:: Excerpt ::

Withers has a Spanish-English dual-language program. As of 2013, this program has a waiting list, and the school has a lottery system. Walnut Hill School and Walker Middle also have Spanish-English dual-language programs.

====Histories of schools====
Walnut Hill School, later Walnut Hill Elementary School and now Walnut Hill International Leadership Academy, opened in the 1910s and moved to its current location in 1938. It was the first school to serve Preston Hollow kids. Hillcrest High School opened in 1938 and Preston Hollow Elementary opened in 1945-1946. Franklin and Pershing opened in the 1950s.

In the 2005–06 school year, three elementary schools, Pershing, Preston Hollow, and Walnut Hill served sections of the Preston Hollow area. Residents zoned to Preston Hollow and Pershing were zoned to Franklin Middle School and Hillcrest High School. Residents zoned to Walnut Hill were zoned to Cary Middle School and Thomas Jefferson High School. In Fall 2006, the attendance boundaries changed, with a portion of the former Walnut Hill zone being rezoned to Withers. The Withers section was rezoned from Cary and Thomas Jefferson to Walker Middle School and W.T. White High School.

:::

What to work on:
[1] According to the Preston Hollow schools excerpt, in what year did Walnut Hill School move to its current location?
[2] Continue the Preston Hollow schools excerpt, starting right after its final sentence.
The material that comes next has no connection to the Preston Hollow schools excerpt.

:: Input data ::

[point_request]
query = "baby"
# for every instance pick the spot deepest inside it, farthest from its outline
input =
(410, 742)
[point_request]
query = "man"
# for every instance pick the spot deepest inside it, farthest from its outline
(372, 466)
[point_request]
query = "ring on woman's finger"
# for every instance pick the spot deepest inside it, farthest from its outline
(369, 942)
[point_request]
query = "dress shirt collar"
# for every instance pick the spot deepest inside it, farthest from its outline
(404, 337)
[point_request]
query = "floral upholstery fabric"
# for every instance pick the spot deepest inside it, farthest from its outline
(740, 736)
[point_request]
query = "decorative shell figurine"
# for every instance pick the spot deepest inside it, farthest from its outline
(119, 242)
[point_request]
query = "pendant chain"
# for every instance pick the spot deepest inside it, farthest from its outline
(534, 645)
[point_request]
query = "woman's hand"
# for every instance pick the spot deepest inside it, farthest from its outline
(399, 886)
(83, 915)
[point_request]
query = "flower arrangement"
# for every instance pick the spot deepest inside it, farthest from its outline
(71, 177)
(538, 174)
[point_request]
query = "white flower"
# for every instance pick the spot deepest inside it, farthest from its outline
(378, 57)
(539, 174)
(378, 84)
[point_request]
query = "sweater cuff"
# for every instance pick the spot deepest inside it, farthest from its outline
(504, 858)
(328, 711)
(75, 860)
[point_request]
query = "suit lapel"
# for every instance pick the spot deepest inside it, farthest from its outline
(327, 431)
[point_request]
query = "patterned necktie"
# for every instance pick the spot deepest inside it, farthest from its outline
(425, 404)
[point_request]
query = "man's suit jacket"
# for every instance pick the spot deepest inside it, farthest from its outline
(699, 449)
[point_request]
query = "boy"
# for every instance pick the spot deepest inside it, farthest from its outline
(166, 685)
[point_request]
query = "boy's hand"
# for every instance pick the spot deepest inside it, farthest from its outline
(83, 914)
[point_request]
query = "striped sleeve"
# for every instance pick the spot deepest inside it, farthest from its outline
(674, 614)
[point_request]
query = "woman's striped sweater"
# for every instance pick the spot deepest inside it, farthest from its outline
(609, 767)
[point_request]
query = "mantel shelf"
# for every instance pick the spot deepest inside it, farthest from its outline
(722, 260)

:::

Results by task:
[1] 1938

[2]
In 2006, Preston Hollow Elementary School achieved notoriety after a lawsuit claiming the school's class-assignment policies violated the 1954 Supreme Court Brown v. Board of Education decision. Judge Sam Lindsay ruled in November that the school's practices were not legal because they attempted to keep white students together even if minority students had to be placed in inappropriate courses; this ruling was miscited in at least one local paper as indicating that "all-white" classes had been created.

Cary Middle was disestablished in 2020 after a 2019 tornado destroyed the campus, with Medrano and Franklin taking portions of the boundary.

===Private schools===
As of 2007, many Preston Hollow residents send their children to private schools.

The Roman Catholic Diocese of Dallas operates area Catholic schools. Ursuline Academy of Dallas, a Catholic girls' high school, is located in the Estate area of Preston Hollow. Non-Catholic private schools within Preston Hollow North include St. Mark's School of Texas (1–12) and Preston Hollow Presbyterian School (1–6).

Private Catholic schools in the surrounding area include Jesuit College Preparatory School of Dallas (Boys, 9–12),Christ the King Catholic School (K-8), St. Rita Catholic School (K-8) and St. Monica Catholic School (K-8). Other private schools in the surrounding area include Episcopal School of Dallas (PreK-12), Hockaday School (PreK-12, Girls), Parish Episcopal School (PreK-12), and Good Shepherd Episcopal School (PreK-8).

Three co-ed, nonsectarian private schools exist in Dallas that do not require uniforms, the Greenhill School (boys and girls k-12) in Addison, Lakehill Preparatory School in East Dallas, and Alcuin School all of which serve as an option for parents who want to send their children to schools not backed by a religious organization.

Nonsectarian co-ed private school Dallas International School Churchill Way Campus (TPS 2 year old-4th Grade) Waterview Campus (5th-12th Grade).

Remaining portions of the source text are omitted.